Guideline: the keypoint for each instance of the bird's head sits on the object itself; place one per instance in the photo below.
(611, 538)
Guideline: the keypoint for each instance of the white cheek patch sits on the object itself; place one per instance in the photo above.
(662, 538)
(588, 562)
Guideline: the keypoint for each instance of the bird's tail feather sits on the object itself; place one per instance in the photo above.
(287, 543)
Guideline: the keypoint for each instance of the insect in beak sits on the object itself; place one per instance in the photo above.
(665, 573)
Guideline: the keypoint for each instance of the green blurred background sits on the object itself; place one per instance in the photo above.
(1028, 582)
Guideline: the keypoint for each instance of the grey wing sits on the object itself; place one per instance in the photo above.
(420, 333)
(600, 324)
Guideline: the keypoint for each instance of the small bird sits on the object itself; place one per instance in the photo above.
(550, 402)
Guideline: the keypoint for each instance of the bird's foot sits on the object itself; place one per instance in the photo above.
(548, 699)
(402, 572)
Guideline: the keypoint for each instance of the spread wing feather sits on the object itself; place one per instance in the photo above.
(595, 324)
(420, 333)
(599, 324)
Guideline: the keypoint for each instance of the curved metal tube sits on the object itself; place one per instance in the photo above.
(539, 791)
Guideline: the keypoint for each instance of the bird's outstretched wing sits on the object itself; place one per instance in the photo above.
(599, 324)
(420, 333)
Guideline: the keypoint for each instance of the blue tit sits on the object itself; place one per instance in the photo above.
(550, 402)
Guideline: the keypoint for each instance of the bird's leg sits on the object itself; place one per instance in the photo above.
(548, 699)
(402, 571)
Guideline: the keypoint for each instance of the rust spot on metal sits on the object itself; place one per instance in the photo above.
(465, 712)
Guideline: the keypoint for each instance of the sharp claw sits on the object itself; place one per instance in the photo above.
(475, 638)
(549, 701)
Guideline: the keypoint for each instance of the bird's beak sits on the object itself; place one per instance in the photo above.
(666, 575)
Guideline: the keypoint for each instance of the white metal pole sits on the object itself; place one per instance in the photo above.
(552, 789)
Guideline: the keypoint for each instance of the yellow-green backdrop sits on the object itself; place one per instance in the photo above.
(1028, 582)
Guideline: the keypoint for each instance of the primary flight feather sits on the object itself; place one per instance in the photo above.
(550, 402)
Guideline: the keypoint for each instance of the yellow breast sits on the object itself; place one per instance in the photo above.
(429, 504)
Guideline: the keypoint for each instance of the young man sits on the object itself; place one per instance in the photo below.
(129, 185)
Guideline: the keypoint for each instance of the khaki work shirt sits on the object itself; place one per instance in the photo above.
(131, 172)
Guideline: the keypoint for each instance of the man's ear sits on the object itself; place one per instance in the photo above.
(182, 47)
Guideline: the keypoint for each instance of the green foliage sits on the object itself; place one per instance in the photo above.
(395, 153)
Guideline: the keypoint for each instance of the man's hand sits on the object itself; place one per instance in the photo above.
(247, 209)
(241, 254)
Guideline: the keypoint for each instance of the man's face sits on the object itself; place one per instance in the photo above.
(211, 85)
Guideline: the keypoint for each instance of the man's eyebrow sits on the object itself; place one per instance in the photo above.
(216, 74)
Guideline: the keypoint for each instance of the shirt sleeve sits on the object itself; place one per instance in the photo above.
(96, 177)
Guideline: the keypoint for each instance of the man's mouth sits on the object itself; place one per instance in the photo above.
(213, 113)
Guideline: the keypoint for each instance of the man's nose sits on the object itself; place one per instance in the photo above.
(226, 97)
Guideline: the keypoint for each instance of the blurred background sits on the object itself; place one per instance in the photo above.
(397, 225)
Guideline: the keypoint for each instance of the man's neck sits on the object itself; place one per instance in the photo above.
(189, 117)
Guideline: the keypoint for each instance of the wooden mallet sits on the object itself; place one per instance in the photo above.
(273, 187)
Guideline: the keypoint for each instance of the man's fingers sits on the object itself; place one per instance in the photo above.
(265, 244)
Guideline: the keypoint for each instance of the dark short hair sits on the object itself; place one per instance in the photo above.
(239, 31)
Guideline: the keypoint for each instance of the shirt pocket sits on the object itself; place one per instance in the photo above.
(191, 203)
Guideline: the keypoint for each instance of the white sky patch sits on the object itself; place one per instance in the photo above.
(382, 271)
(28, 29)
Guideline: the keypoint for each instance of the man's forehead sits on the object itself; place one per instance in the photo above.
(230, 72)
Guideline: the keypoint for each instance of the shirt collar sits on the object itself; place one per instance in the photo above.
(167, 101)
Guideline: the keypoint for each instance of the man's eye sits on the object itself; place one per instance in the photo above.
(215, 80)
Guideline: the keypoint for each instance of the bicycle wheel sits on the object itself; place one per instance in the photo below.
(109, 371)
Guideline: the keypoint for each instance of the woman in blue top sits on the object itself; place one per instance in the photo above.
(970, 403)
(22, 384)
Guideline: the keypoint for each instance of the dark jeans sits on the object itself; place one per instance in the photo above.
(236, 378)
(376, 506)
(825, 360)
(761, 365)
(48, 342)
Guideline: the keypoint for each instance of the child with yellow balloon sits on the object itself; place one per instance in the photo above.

● WORK INSTRUCTION
Nothing in the records may be altered; restate them word for word.

● COMPLETED TASK
Guideline: the keypoint for each instance of the bird's head sits on the object itself; place one per instance in the photo below.
(611, 538)
Guideline: the keypoint for each instance of the white cheek patch sits on the object itself; place one per instance in the photo above.
(662, 538)
(588, 562)
Guideline: the keypoint for each instance of the bird's tail feather sits on the object itself; place one per instance in the photo above.
(287, 543)
Guideline: the keypoint for each instance of the insect in beak sits on the object itself; place one per instance in the photo above.
(665, 573)
Guideline: the keypoint for each instance of the green blurred background sits on the object itself; place one per instance in the photo above.
(1028, 582)
Guideline: the keypoint for each instance of the grey wing sits on the object itself; place one per instance in the photo above.
(420, 333)
(600, 324)
Guideline: the keypoint for each instance of the small bird sits on the object itself; place one per instance in the photo above.
(550, 402)
Guideline: the keypoint for each instance of the bird's foot sits on the object itself; place one per instance in the photo above.
(548, 699)
(402, 572)
Guideline: the keypoint for each instance of the spread wing feather sits on the object itself; place one per instance in the photo above.
(595, 324)
(420, 333)
(599, 324)
Guideline: the keypoint for each instance of the curved metal tube sits on the object itself; place one per instance in the photo above.
(539, 791)
Guideline: the keypoint for each instance of the bird's outstretched wing sits on the object itself; place one per instance in the photo above.
(599, 324)
(420, 333)
Guideline: the keypoint for each instance of the blue tit sits on the object itself; place one per instance in the photo above.
(550, 402)
Guideline: the keypoint for each instance of the bird's leg sits on the object itself; place one per instance in the photo above.
(548, 699)
(402, 571)
Guideline: the keypoint for each instance of the rust spot on metal sits on the object itself; place one per instance in the photo above.
(465, 712)
Guideline: the keypoint for each instance of the sharp claw sits on the object itself; place one per instance in the photo above.
(475, 638)
(549, 701)
Guideline: the keypoint for each instance of the bird's beak sits on the object itself; place one per instance in the photo above.
(666, 575)
Guideline: the keypoint for each instance of the white metal pole sits on the object itself; place one per instance in the photo above.
(552, 789)
Guideline: the keypoint for each instance of the yellow-green backdrop sits on the object itself; place one per instance in the photo above.
(1028, 582)
Guideline: the keypoint for each instance of the primary flight feather sits on the object itself; place one per instance in the photo above.
(550, 402)
Guideline: the keypoint for each instance of the yellow breast sits on the object itself; place one per instance in the photo above.
(429, 504)
Guideline: the keypoint for each instance of the young man sits on the object itself; place one per instance in the photo below.
(129, 185)
Guideline: the keypoint for each instance of the khaki work shirt sits on the object itself; place one per instance in the photo above.
(131, 172)
Guideline: the keypoint for each instance of the man's ear sits on the object itself; place one per instance in the photo above.
(182, 47)
Guideline: the keypoint for each instance of the green foliage sits on the object itself; place one per instance in the photo above.
(395, 153)
Guideline: the keypoint for each instance of the man's hand sits on the object itself; place one per instance in the photo above.
(247, 209)
(241, 254)
Guideline: the keypoint for each instance of the man's face sits on the object itself; place one per instance in the photo above.
(211, 85)
Guideline: the keypoint for each instance of the man's eyebrow sits on the object itself; place one per instance in the photo above.
(216, 74)
Guideline: the keypoint for each instance of the shirt sleeve sits on the object itself; place one per instance in the photo above.
(96, 177)
Guideline: the keypoint for each instance of the man's mouth sits on the object itself; place one per instance in the photo above.
(213, 113)
Guideline: the keypoint for each instance of the man's nose sits on the object itself; place one per instance in the photo above.
(226, 97)
Guideline: the keypoint for each instance of the blurred background sits on the object itself; place one per instance in the photo above.
(397, 225)
Guideline: the keypoint for each instance of the man's neck sits on the object itself; place one per instance in the photo above.
(189, 117)
Guideline: the keypoint for each instance of the wooden mallet sits on the object itself; place one per instance in the photo above.
(273, 187)
Guideline: the keypoint for each instance of the man's fingers sits on the object itself; place one per instance in the photo above.
(265, 244)
Guideline: the keypoint for each instance of the dark short hair sits on the object itself; place one per instance in the photo above.
(239, 31)
Guideline: the keypoint for each instance of the shirt pocket sits on the object itself; place one per instance in the photo above.
(191, 203)
Guideline: the keypoint for each instance of the white sky patch sits on the object itself; place one per instance in the photo above.
(382, 271)
(28, 29)
Guideline: the keypoint for each instance of the man's forehead sits on the object itself; place one per instance in the photo above.
(230, 72)
Guideline: the keypoint for each instance of the shirt collar sits on the object itself; place one per instance in the photo above.
(167, 101)
Guideline: the keypoint for each instance of the man's eye sits on the object itself; place one per instance in the photo above.
(215, 80)
Guideline: the keypoint for each instance of the bicycle wheel sits on the object itself; place one per instance in the photo below.
(109, 371)
Guideline: the keypoint for each instance of the woman in blue top sits on the object itself; place one per instance in the photo above.
(970, 403)
(22, 384)
Guideline: the keypoint for each instance of the dark jeans sits on the object itself; place one per instance in the photo above.
(236, 378)
(376, 506)
(825, 360)
(761, 365)
(48, 342)
Guideline: the keypoint for each instance of the child with yellow balloon sits on the object itself; place one per instance in the photo above.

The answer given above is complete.